DOCUMENT EXCERPT:

In the early 1970s, when the tide of summer residents would go out in September, there were always young people who didn’t want to leave the Vineyard — and they didn’t have to, because there was no particular place they planned to go. Land was still relatively affordable, or their families had land, and they built themselves homes back in the woods, had kids, a few animals and a garden, and patched together a living with the usual Vineyard hodgepodge of work or self-employment. Anna Edey’s home and greenhouse Solviva grew out of those times, as did Lynne Irons’s little homestead on State Road in Vineyard Haven. Lynne writes the gardening column for the Gazette, and feeds herself year-round from her farming enterprises. The Livingstons raise chickens and have a productive vegetable garden on “Chappalachia,” their home on Chappaquiddick.

Many of us from that era dabbled in homesteading, but Melissa Coleman’s parents took it seriously. Sue and Eliot Coleman forged a life of their own making at Cape Rosier on the coast of northern Maine. Eliot Coleman, organic gardening guru and author, is presently coowner of Four Season Farm at the site where the story takes place. This book is Melissa’s intimate tale of growing up far from the mainstream, with no running water, few neighbors, and the joys and difficulties that resulted from her parents’ choice of a homesteading life. The book also chronicles her parents’ role in the revival of organic farming after big business agriculture, chemical fertilizers and pesticides rose to prominence and extinguished most of the remaining family farms in the post-World War II era.

The Colemans cut the trees on their land, built their home, birthed their babies, and created fertile gardens out of the poor soil on this wooded rocky coast. They hauled seaweed, composted manure, and built up the land to produce vegetables enough to feed themselves year-round, and eventually enough to fill a farm stand that became known throughout the alternative-living community far beyond Maine.

The land they settled was from Helen and Scott Nearing, back-to-the-landers who wrote Living the Good Life, the book that drew nouveau homesteaders to work the earth in remote locations. The Nearings ate vegetarian, grew most of their own food, and incorporated the principles of hard physical work, intellectual pursuits and socializing into the rhythms of each day. They were mentors to the Colemans and other young people disillusioned with life in the mainstream, who made their way to Cape Rosier where they created a small alternative-culture island in the midst of rural Maine. They were outsiders, looked upon suspiciously or skeptically, for their choice of lifestyle, such as gardening in the nude. After Melissa’s birth, when Eliot mentioned to the local shopkeeper that now that he had a daughter born in Maine, it might change their status as locals. The man replied amiably, “If a cat has kittens in the oven, you don’t call ’em biscuits.” They and the Nearings remained too different to fit into the small town culture.

Collection entries:
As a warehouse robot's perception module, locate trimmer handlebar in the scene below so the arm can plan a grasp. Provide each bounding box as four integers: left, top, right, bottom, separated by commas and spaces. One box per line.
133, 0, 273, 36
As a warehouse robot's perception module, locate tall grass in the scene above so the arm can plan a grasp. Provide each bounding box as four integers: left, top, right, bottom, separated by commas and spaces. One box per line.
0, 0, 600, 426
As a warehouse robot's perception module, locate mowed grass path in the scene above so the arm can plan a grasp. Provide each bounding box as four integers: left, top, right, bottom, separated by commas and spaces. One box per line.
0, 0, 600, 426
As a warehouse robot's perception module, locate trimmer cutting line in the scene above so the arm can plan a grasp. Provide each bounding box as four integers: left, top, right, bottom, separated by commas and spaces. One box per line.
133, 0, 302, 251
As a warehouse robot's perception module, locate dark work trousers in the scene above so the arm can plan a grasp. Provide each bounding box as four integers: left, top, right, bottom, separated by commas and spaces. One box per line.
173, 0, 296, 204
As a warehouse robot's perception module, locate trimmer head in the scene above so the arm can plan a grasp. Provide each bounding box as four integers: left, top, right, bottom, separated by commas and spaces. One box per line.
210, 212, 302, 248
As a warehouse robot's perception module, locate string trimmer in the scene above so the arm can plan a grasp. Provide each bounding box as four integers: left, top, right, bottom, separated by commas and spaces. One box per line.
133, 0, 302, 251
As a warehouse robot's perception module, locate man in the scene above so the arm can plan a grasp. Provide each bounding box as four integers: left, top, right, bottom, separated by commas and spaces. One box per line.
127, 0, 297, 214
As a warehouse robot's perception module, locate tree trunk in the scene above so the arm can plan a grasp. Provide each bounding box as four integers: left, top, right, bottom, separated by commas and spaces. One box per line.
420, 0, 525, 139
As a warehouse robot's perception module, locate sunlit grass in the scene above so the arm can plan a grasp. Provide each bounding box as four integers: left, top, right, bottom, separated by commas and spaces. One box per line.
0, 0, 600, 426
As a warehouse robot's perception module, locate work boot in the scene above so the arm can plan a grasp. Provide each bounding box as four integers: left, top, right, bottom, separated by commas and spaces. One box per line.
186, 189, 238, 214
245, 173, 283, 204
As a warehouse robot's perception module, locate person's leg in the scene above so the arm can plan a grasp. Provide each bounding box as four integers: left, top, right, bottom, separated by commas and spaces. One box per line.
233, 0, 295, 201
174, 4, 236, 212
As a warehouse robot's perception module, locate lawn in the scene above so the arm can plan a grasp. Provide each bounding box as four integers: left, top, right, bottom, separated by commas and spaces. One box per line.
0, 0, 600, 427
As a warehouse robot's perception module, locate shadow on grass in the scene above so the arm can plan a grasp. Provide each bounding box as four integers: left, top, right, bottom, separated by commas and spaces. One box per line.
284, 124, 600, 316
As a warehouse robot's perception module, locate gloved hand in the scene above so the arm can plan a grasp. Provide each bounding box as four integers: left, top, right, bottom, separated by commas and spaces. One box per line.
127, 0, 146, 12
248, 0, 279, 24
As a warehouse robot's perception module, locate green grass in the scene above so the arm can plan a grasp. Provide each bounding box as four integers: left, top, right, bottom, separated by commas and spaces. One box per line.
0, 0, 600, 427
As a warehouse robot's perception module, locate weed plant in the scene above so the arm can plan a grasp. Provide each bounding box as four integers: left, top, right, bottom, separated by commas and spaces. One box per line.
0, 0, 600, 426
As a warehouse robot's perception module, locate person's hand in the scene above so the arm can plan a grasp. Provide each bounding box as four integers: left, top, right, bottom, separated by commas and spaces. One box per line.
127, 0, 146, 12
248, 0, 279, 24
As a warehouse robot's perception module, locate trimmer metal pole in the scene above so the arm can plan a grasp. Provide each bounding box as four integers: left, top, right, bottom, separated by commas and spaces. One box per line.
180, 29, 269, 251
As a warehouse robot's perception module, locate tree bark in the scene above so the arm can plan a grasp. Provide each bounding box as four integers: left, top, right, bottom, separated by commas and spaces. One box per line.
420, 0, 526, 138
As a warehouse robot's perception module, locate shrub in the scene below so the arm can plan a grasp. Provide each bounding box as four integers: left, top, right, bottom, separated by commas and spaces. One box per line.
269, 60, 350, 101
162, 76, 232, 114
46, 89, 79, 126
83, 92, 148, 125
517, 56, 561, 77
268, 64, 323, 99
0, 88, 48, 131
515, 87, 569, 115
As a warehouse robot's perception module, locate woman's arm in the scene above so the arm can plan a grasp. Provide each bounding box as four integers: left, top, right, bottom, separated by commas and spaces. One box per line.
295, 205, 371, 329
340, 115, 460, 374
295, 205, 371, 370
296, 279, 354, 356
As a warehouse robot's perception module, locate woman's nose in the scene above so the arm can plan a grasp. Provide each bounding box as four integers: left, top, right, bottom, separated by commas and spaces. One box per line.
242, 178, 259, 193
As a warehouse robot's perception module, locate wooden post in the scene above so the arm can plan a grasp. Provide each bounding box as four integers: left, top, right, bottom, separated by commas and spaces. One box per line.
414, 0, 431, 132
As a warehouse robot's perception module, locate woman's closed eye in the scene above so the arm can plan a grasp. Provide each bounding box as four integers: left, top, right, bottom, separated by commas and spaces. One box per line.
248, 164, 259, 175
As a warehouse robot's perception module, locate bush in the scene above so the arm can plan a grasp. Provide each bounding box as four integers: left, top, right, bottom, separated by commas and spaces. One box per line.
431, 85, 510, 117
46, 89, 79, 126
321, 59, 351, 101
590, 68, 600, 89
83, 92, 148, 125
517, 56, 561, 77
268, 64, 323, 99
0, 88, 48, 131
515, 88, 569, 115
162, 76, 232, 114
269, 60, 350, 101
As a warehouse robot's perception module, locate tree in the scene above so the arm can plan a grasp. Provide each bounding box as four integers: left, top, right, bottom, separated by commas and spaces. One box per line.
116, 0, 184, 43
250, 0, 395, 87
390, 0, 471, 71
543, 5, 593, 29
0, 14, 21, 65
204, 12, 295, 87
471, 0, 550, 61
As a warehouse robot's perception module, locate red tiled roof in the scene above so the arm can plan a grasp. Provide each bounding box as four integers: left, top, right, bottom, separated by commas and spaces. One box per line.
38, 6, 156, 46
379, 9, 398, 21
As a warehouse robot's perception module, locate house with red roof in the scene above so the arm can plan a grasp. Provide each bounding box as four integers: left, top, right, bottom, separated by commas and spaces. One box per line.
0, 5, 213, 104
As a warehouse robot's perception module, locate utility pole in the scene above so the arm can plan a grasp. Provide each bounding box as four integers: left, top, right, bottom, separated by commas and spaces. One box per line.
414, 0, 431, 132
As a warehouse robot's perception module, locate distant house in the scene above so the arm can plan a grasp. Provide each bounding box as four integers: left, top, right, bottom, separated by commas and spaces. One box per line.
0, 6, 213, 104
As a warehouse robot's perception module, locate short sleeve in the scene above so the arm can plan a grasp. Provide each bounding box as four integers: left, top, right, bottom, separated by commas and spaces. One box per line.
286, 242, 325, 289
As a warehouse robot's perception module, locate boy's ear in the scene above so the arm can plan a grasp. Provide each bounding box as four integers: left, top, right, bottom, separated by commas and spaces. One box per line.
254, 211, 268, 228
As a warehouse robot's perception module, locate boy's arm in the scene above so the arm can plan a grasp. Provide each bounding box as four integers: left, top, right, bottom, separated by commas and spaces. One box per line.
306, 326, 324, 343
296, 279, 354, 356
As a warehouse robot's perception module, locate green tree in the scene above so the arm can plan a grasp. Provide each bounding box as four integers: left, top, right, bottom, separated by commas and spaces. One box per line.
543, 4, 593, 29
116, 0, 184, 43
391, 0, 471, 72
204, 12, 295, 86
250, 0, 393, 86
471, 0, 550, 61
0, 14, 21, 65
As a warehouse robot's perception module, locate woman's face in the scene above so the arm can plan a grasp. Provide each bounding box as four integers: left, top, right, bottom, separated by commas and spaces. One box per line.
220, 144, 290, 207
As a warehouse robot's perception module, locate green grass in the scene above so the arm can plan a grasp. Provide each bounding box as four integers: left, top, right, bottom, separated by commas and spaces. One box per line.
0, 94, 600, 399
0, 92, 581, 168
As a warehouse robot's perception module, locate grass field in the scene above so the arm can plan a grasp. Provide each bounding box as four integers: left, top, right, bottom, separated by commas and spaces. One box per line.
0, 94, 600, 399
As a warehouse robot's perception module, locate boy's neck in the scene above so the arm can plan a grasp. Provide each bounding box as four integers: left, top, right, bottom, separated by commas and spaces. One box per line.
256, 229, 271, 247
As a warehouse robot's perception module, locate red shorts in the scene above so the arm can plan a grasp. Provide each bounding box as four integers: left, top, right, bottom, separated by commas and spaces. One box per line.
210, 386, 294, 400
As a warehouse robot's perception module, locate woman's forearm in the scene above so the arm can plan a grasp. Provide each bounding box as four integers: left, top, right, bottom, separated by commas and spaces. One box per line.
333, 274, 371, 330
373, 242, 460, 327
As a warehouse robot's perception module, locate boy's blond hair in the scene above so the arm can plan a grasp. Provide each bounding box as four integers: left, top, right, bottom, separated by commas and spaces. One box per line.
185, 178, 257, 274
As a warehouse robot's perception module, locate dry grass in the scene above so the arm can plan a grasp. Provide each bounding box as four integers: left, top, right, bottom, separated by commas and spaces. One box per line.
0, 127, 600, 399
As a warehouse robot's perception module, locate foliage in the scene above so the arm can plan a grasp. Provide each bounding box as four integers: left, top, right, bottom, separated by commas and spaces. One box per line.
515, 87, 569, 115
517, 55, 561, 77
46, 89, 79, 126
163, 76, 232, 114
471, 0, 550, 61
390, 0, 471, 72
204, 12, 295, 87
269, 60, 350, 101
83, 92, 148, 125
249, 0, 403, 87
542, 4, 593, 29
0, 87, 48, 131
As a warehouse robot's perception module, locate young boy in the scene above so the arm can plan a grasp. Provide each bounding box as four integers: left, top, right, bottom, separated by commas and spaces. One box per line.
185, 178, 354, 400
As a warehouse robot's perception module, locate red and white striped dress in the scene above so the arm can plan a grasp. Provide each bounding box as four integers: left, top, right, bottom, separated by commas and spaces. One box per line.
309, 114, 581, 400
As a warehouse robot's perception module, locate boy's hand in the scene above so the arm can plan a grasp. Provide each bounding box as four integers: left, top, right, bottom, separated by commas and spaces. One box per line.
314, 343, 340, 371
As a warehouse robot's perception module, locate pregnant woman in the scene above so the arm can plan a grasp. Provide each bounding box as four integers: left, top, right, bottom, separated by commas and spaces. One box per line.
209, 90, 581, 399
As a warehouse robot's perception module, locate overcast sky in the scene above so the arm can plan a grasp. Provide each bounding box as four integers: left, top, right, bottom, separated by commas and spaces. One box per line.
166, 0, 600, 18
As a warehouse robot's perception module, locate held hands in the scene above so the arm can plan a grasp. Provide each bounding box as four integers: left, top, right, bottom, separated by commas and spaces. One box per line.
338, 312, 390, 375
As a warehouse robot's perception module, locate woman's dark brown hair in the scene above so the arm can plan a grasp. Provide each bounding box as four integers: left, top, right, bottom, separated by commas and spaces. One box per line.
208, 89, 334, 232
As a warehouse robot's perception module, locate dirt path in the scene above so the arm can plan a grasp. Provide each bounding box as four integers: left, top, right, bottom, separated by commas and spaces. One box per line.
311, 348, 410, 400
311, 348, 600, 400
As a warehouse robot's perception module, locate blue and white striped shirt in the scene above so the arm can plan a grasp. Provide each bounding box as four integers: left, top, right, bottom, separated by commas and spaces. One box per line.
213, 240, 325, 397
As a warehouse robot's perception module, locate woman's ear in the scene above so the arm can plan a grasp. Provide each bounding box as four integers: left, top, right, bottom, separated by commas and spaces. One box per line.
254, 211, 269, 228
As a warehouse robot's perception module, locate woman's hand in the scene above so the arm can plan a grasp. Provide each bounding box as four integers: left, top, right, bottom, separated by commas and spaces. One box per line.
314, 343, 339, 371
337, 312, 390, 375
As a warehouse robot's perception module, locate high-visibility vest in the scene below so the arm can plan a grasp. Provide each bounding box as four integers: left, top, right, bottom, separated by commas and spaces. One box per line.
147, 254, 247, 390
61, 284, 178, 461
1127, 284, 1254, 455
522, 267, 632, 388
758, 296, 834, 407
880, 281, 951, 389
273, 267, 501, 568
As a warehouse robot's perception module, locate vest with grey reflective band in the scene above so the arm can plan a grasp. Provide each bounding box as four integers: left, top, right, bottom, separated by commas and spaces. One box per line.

TASK REQUIREMENTS:
(a) From the book review, set down everything from "In the early" down to "home on Chappaquiddick.".
(b) Please name the place where, according to the book review, Sue and Eliot Coleman forged a life of their own making.

RESULTS FOR THE EXERCISE:
(a)
In the early 1970s, when the tide of summer residents would go out in September, there were always young people who didn’t want to leave the Vineyard — and they didn’t have to, because there was no particular place they planned to go. Land was still relatively affordable, or their families had land, and they built themselves homes back in the woods, had kids, a few animals and a garden, and patched together a living with the usual Vineyard hodgepodge of work or self-employment. Anna Edey’s home and greenhouse Solviva grew out of those times, as did Lynne Irons’s little homestead on State Road in Vineyard Haven. Lynne writes the gardening column for the Gazette, and feeds herself year-round from her farming enterprises. The Livingstons raise chickens and have a productive vegetable garden on “Chappalachia,” their home on Chappaquiddick.

(b) Cape Rosier, on the coast of northern Maine.